=== Supplied material ===

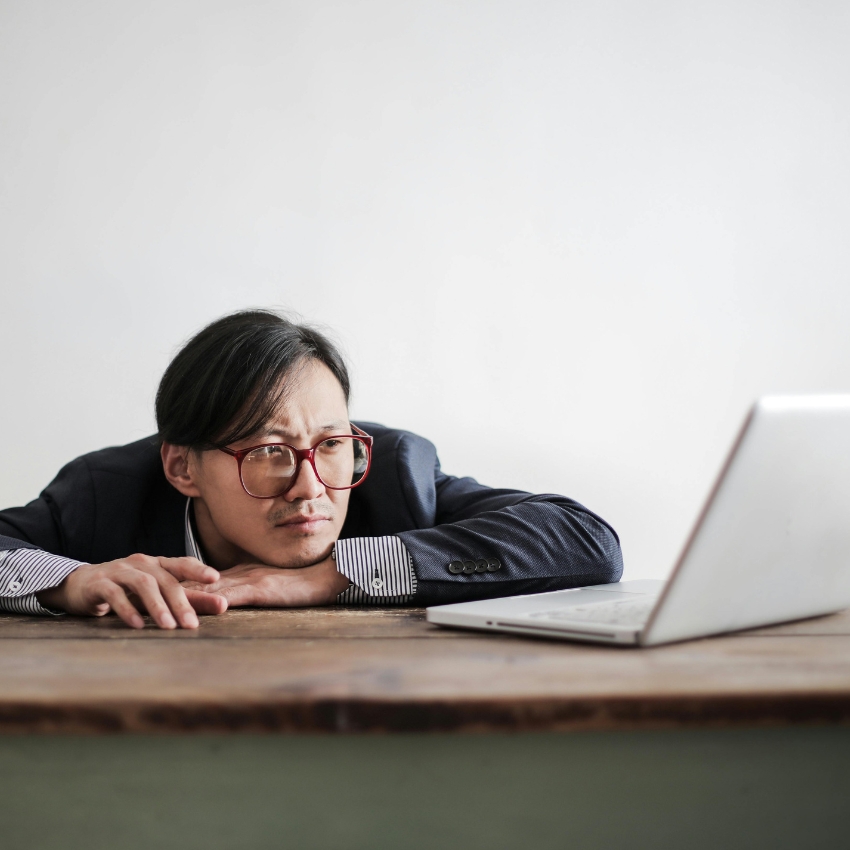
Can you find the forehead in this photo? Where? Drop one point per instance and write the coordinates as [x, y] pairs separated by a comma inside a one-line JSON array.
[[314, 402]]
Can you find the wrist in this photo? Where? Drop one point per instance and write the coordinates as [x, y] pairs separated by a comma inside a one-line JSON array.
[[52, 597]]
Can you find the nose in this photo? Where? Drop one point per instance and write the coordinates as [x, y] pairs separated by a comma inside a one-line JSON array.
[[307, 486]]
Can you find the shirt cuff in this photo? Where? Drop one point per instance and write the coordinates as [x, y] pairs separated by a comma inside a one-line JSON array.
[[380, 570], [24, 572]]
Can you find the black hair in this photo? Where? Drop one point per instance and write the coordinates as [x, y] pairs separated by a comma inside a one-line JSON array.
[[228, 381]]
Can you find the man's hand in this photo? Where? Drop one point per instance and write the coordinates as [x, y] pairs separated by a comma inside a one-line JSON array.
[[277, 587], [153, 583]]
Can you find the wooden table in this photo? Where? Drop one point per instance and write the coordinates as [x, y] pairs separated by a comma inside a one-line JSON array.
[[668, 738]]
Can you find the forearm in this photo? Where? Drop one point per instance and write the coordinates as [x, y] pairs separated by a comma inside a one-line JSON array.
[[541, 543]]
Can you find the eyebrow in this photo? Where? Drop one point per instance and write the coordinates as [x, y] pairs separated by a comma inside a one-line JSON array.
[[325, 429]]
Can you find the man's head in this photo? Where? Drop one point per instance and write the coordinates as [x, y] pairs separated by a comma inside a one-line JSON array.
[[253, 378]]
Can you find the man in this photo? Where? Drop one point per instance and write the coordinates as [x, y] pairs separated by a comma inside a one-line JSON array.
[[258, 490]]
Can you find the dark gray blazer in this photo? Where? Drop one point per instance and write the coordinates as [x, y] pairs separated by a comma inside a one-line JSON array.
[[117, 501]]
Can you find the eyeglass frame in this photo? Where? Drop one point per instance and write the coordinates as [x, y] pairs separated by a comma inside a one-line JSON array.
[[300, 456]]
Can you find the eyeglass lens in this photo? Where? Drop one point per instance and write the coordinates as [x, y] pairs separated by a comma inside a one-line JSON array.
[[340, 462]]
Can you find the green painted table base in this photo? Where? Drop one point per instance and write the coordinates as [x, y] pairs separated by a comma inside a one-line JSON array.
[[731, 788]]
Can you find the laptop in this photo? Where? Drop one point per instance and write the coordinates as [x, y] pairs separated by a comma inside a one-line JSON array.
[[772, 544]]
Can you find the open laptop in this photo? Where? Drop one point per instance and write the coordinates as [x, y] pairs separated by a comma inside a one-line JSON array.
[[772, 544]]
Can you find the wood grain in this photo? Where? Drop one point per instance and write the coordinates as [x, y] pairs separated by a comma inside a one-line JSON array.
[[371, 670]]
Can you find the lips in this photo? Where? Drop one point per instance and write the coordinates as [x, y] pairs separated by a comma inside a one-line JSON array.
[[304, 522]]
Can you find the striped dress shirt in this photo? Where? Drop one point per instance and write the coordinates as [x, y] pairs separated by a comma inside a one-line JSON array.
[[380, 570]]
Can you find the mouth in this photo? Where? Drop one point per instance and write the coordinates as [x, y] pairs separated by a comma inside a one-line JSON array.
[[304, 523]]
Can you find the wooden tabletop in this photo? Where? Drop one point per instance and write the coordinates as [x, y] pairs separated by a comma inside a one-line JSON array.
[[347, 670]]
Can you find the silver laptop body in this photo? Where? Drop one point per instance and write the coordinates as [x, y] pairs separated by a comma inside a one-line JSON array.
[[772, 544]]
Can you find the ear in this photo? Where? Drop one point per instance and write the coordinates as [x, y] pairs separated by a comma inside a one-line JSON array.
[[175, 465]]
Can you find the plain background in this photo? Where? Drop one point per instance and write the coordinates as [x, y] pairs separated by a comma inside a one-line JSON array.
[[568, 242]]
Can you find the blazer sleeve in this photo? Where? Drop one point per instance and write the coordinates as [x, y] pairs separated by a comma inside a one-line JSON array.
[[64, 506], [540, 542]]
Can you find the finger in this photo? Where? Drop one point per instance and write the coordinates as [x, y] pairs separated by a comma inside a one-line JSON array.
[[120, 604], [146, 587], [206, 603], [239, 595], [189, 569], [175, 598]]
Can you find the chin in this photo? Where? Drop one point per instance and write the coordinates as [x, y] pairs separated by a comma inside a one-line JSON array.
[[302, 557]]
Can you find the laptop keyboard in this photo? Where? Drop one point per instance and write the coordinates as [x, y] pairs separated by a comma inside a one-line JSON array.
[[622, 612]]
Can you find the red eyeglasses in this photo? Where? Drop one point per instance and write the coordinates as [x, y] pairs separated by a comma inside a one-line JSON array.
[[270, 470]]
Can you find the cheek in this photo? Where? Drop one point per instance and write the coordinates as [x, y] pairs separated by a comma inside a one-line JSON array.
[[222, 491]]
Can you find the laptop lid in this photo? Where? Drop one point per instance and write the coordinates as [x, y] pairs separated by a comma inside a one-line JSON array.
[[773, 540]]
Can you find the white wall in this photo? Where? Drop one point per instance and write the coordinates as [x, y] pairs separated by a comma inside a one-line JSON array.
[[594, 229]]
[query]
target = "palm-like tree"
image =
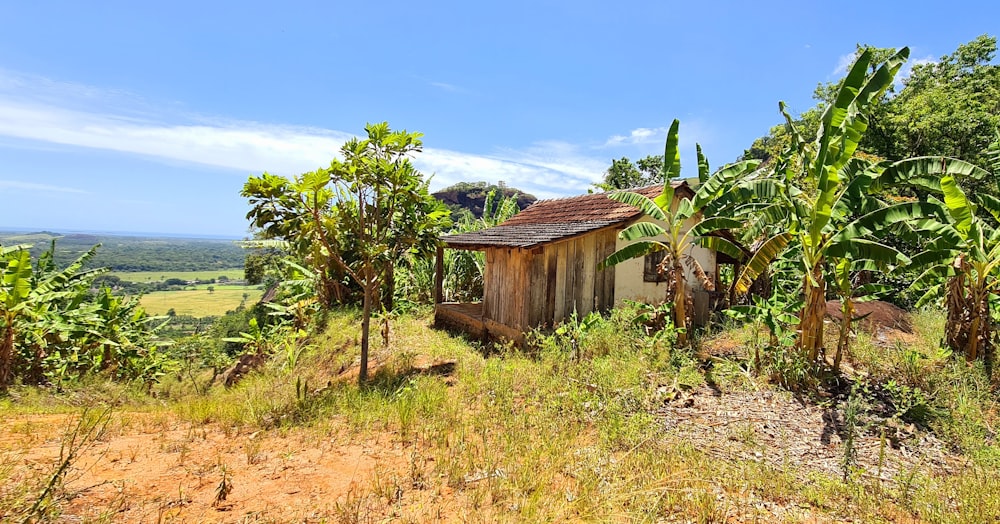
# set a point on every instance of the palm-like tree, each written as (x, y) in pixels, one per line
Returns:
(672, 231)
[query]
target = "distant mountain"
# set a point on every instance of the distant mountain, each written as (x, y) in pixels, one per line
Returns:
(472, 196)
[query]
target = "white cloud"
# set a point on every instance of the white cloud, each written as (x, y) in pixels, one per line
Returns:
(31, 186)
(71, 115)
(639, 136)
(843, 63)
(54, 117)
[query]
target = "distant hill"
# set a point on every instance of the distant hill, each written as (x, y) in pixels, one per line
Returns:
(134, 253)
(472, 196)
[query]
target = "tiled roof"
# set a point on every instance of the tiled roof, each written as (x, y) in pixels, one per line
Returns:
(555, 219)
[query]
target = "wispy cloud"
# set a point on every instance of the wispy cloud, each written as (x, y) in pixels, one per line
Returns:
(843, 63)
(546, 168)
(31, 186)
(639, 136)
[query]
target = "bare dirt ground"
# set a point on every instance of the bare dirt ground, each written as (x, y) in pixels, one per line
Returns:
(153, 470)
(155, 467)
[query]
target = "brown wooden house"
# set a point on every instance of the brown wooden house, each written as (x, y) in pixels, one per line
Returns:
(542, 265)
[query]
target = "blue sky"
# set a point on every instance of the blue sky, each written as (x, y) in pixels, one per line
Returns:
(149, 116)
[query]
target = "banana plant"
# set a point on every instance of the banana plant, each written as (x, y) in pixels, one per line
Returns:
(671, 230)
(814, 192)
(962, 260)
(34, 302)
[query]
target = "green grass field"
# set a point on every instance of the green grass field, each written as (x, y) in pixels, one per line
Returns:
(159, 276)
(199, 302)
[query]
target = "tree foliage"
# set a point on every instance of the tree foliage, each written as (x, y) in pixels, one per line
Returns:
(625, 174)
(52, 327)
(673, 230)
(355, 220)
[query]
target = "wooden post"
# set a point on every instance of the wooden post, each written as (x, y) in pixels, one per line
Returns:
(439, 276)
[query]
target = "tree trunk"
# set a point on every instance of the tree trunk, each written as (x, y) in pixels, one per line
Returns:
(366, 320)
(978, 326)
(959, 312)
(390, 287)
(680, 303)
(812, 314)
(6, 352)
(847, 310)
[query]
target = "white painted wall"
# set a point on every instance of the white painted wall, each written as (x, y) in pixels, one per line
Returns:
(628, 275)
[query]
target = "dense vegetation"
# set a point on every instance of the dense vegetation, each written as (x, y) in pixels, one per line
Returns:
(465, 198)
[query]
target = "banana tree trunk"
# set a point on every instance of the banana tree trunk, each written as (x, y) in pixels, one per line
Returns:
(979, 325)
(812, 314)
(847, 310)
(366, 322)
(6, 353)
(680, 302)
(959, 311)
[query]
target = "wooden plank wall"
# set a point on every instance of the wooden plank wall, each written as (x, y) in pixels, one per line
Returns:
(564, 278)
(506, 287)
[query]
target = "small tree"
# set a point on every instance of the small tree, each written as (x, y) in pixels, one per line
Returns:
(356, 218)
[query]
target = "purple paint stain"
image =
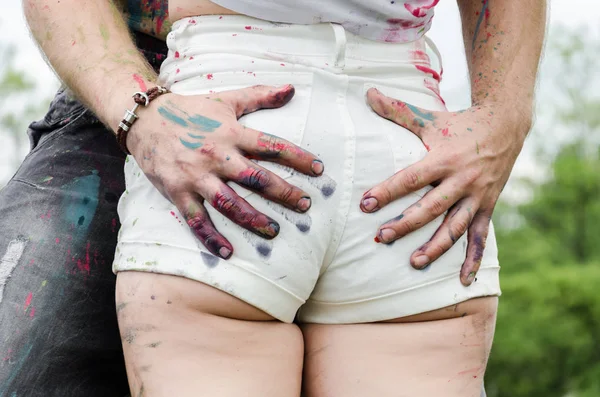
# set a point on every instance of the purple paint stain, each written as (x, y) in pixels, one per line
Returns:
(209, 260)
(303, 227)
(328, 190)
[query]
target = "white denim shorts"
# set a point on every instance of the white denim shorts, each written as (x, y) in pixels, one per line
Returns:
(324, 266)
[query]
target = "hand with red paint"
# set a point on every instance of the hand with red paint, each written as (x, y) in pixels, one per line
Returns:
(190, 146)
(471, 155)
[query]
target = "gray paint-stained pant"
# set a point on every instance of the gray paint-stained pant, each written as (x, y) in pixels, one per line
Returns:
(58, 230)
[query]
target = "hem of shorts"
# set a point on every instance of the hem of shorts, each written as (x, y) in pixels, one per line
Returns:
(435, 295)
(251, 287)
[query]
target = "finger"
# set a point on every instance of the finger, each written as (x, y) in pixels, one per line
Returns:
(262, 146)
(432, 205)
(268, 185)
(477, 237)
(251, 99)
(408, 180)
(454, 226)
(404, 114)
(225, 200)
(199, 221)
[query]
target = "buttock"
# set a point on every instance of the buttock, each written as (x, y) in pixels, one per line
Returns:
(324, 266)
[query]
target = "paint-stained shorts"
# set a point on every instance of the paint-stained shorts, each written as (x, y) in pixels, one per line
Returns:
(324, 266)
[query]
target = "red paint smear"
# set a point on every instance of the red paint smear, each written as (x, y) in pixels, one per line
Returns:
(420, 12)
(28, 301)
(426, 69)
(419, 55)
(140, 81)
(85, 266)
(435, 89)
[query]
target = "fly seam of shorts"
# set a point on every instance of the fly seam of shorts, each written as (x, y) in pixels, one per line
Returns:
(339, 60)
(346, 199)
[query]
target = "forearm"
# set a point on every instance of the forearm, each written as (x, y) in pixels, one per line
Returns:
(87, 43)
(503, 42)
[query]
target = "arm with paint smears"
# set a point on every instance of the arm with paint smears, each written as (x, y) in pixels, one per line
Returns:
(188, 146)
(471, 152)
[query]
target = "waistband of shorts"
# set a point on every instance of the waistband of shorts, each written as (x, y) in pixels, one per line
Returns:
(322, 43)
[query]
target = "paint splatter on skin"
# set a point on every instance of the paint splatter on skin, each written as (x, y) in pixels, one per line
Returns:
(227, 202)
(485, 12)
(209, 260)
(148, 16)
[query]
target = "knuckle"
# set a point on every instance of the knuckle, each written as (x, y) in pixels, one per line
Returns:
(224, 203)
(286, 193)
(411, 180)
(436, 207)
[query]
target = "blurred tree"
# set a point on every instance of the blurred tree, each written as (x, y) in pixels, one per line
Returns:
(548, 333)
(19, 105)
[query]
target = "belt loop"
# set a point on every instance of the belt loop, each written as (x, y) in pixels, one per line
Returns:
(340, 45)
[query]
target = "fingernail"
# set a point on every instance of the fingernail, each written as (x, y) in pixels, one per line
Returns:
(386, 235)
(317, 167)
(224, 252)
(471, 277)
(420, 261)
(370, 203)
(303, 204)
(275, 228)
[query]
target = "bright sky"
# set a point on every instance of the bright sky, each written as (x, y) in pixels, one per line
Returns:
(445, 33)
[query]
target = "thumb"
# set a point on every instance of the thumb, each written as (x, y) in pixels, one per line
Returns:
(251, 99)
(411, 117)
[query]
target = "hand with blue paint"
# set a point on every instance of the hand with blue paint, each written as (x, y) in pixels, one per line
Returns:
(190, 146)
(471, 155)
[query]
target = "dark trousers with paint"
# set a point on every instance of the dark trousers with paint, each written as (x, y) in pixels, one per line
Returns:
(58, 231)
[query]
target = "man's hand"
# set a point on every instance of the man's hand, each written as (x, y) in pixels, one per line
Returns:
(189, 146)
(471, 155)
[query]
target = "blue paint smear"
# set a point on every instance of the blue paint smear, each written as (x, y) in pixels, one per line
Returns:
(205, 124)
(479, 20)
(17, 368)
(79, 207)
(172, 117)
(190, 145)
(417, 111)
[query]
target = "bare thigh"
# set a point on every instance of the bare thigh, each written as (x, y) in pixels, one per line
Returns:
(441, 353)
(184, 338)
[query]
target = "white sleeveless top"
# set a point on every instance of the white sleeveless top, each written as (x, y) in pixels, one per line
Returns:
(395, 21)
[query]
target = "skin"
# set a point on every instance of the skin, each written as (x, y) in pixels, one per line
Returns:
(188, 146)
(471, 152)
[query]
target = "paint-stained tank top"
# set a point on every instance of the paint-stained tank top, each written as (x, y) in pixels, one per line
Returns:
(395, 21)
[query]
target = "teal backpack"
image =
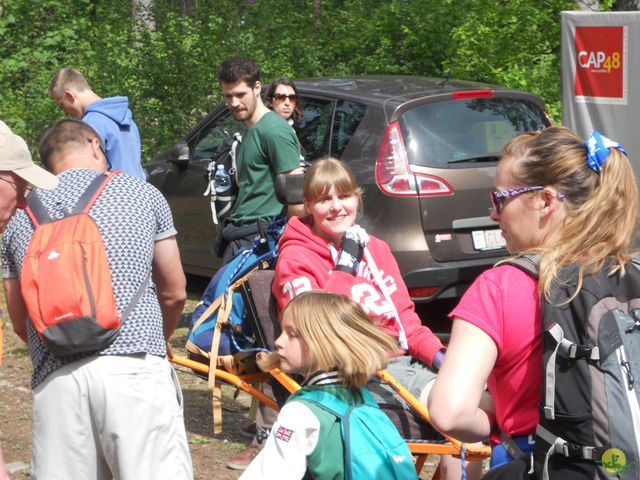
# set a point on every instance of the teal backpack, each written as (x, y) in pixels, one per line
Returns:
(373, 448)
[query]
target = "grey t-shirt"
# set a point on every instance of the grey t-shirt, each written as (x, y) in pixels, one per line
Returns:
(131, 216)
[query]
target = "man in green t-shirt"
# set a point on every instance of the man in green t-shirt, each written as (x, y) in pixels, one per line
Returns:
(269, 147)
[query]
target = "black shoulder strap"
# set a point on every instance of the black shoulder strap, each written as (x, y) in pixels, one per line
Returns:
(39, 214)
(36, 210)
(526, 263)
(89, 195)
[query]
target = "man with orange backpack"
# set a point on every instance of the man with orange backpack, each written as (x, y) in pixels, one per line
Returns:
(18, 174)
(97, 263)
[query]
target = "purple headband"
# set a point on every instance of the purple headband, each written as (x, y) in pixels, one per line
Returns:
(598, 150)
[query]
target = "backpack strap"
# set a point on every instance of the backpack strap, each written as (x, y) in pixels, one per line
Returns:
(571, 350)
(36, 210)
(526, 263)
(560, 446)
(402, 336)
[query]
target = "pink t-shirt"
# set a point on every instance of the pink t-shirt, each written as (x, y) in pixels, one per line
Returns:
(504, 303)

===

* What you have to do *
Copy every line where the word "splatter" is present in the entries above.

* Response for this exercise *
target = "paint splatter on skin"
# set a point on every instance of the paint splatter on skin, each written as (x, y) in pixels, one per line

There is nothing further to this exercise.